- **Given task**
Return every line below that contains the word "duck", copying each one in full.
====== Provided data
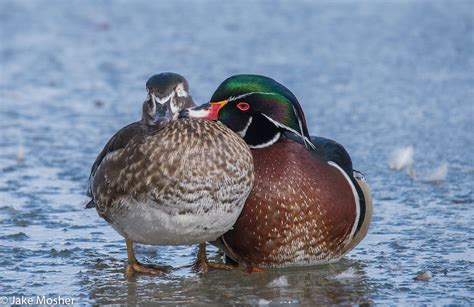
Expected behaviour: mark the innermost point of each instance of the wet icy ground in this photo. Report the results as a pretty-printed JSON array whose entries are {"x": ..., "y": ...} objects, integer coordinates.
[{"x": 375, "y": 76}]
============
====== Provided data
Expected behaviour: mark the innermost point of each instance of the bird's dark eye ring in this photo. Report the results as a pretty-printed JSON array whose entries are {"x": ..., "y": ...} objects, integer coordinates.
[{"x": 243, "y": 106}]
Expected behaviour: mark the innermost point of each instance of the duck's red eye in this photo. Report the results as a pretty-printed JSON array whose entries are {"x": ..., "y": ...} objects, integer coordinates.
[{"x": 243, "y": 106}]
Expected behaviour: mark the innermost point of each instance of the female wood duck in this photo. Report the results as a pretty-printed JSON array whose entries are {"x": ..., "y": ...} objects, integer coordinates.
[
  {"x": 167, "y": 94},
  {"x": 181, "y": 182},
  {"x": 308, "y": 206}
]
============
- **Solution for this problem**
Expected behaviour: mark the innermost point of each instance of the duck's red eye in this photo. Report the results as a pretty-printed JSON array whose entries are {"x": ..., "y": ...} objects, integer coordinates.
Expected behaviour: mark the innermost point of each instance of the female wood duck in this photo. Report the results as a pretty-printed JSON array whose entries are {"x": ..., "y": ...} objects, integer coordinates.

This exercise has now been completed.